BEGIN Source records
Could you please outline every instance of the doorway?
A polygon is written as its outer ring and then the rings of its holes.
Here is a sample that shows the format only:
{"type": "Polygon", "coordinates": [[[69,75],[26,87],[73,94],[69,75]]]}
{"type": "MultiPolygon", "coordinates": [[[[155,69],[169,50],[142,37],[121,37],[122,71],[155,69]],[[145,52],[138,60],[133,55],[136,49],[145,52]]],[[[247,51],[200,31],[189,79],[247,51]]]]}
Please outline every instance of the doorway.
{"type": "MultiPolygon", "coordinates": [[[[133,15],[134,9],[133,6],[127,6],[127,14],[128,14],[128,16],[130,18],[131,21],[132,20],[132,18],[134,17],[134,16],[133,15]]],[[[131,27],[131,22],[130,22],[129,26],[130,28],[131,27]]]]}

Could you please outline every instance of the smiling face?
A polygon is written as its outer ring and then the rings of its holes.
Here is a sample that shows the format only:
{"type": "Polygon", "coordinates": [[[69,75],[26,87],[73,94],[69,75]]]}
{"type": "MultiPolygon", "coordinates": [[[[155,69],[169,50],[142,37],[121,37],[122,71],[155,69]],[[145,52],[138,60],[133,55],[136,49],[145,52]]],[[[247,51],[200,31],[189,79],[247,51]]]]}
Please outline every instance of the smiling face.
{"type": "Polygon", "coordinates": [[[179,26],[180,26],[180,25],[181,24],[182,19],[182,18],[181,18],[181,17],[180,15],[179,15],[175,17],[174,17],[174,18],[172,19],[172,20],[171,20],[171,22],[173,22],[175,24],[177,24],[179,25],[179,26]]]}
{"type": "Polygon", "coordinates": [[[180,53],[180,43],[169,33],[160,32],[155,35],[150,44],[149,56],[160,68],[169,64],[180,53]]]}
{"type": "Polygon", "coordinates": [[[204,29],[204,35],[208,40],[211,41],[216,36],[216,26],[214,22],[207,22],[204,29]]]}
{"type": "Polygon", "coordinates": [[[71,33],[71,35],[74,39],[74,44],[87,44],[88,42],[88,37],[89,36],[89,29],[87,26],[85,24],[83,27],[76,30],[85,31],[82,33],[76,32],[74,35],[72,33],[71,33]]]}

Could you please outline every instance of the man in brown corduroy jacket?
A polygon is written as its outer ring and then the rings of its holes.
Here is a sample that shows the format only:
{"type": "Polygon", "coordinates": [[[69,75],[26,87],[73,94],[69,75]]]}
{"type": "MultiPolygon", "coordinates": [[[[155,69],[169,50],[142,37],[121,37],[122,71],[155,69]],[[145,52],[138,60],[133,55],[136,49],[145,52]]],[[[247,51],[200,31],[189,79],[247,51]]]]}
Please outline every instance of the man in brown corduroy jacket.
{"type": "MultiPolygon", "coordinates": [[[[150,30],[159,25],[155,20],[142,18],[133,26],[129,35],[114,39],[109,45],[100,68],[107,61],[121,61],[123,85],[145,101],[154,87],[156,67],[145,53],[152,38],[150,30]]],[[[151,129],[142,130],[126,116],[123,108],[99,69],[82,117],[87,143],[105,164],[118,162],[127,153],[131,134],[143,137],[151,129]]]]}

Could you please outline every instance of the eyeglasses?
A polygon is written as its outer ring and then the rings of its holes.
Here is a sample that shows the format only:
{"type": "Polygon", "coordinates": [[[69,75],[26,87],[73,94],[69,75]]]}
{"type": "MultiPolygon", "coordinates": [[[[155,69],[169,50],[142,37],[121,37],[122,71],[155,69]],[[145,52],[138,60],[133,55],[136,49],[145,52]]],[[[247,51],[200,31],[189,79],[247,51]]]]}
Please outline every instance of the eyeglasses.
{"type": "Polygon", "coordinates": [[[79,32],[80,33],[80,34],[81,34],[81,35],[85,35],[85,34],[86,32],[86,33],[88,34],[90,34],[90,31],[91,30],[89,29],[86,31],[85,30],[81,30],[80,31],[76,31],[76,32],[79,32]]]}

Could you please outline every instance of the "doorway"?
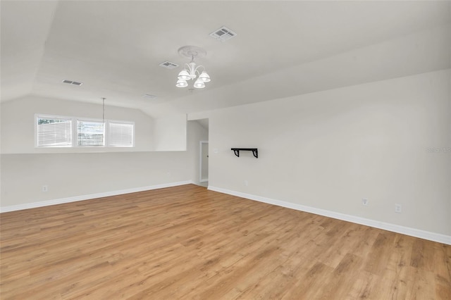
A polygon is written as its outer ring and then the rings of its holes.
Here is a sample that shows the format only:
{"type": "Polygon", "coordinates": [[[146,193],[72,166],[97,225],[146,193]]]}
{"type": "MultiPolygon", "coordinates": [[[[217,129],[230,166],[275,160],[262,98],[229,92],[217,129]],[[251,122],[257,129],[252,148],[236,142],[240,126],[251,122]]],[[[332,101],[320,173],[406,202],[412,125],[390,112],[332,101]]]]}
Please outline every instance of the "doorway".
{"type": "Polygon", "coordinates": [[[199,182],[209,181],[209,142],[200,141],[200,165],[199,168],[199,182]]]}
END Source records
Could you retype all of the rows above word for word, leaving the pictures out?

Could you please outline every instance of the doorway?
A polygon is written as its outer ring and then the rings of its holes.
Here is a sample that shows the format only:
{"type": "Polygon", "coordinates": [[[69,75],[26,87],[73,94],[69,75]]]}
{"type": "MultiPolygon", "coordinates": [[[[155,69],[169,50],[142,37],[121,37],[122,71],[155,69]],[[145,52],[138,60],[133,55],[136,49],[145,52]]],[[[247,51],[200,31],[189,79],[247,51]]]]}
Please outline every instance of the doorway.
{"type": "MultiPolygon", "coordinates": [[[[133,15],[134,9],[133,6],[127,6],[127,14],[128,14],[128,16],[130,18],[131,21],[132,20],[132,18],[134,17],[134,16],[133,15]]],[[[131,27],[131,22],[130,22],[129,26],[130,28],[131,27]]]]}

Could you please outline every instance of the smiling face?
A polygon is written as its outer ring and then the rings of its holes.
Here is a sample that shows the format only:
{"type": "Polygon", "coordinates": [[[69,75],[26,87],[73,94],[69,75]]]}
{"type": "MultiPolygon", "coordinates": [[[[155,69],[169,50],[142,37],[121,37],[122,71],[155,69]],[[145,52],[138,60],[133,55],[136,49],[145,52]]],[[[247,51],[200,31],[189,79],[247,51]]]]}
Please outline every instance of the smiling face.
{"type": "Polygon", "coordinates": [[[179,26],[180,26],[180,25],[181,24],[182,19],[182,18],[181,18],[181,17],[180,15],[179,15],[175,17],[174,17],[174,18],[172,19],[172,20],[171,20],[171,22],[173,22],[175,24],[177,24],[179,25],[179,26]]]}
{"type": "Polygon", "coordinates": [[[180,53],[180,43],[169,33],[160,32],[155,35],[150,44],[149,56],[160,68],[169,64],[180,53]]]}
{"type": "Polygon", "coordinates": [[[204,29],[204,35],[208,40],[211,41],[216,36],[216,26],[214,22],[207,22],[204,29]]]}
{"type": "Polygon", "coordinates": [[[71,33],[71,35],[74,39],[74,44],[87,44],[88,42],[88,37],[89,36],[89,29],[87,26],[85,24],[83,27],[76,30],[85,31],[82,33],[76,32],[74,35],[72,33],[71,33]]]}

Could you please outline every instance of the man in brown corduroy jacket?
A polygon is written as its outer ring and then the rings of its holes.
Here is a sample that shows the format only:
{"type": "Polygon", "coordinates": [[[69,75],[26,87],[73,94],[69,75]]]}
{"type": "MultiPolygon", "coordinates": [[[[155,69],[169,50],[142,37],[121,37],[122,71],[155,69]],[[145,52],[138,60],[133,55],[136,49],[145,52]]],[[[247,51],[200,31],[189,79],[247,51]]]]}
Please outline every instance of the man in brown corduroy jacket.
{"type": "MultiPolygon", "coordinates": [[[[150,30],[159,25],[155,20],[142,18],[133,26],[129,35],[114,39],[109,45],[100,68],[107,61],[121,61],[123,85],[145,101],[154,87],[156,67],[145,53],[152,38],[150,30]]],[[[151,129],[142,130],[126,116],[123,108],[99,69],[82,117],[87,143],[105,164],[118,162],[127,153],[131,134],[143,137],[151,129]]]]}

Could you please outline every instance of the eyeglasses?
A polygon is written as its outer ring and then the rings of its holes.
Here is a sample that shows the format only:
{"type": "Polygon", "coordinates": [[[69,75],[26,87],[73,94],[69,75]]]}
{"type": "MultiPolygon", "coordinates": [[[[155,69],[169,50],[142,37],[121,37],[122,71],[155,69]],[[145,52],[138,60],[133,55],[136,49],[145,52]]],[[[247,51],[200,31],[189,79],[247,51]]]]}
Please outline every instance of the eyeglasses.
{"type": "Polygon", "coordinates": [[[79,32],[80,33],[80,34],[81,34],[81,35],[85,35],[85,34],[86,32],[86,33],[88,34],[90,34],[90,31],[91,30],[89,29],[86,31],[85,30],[81,30],[80,31],[76,31],[76,32],[79,32]]]}

Could you please outline every instance of the "doorway"?
A polygon is written as its outer ring and then the rings of its holes.
Here is a sample that shows the format only:
{"type": "Polygon", "coordinates": [[[146,193],[72,166],[97,225],[146,193]]]}
{"type": "MultiPolygon", "coordinates": [[[[217,129],[230,166],[275,160],[262,98],[229,92],[217,129]],[[251,122],[257,129],[252,148],[236,142],[240,126],[251,122]]],[[[332,101],[320,173],[406,202],[412,125],[390,112],[332,101]]]]}
Please outline every instance of the "doorway".
{"type": "Polygon", "coordinates": [[[199,182],[209,181],[209,142],[200,141],[200,165],[199,168],[199,182]]]}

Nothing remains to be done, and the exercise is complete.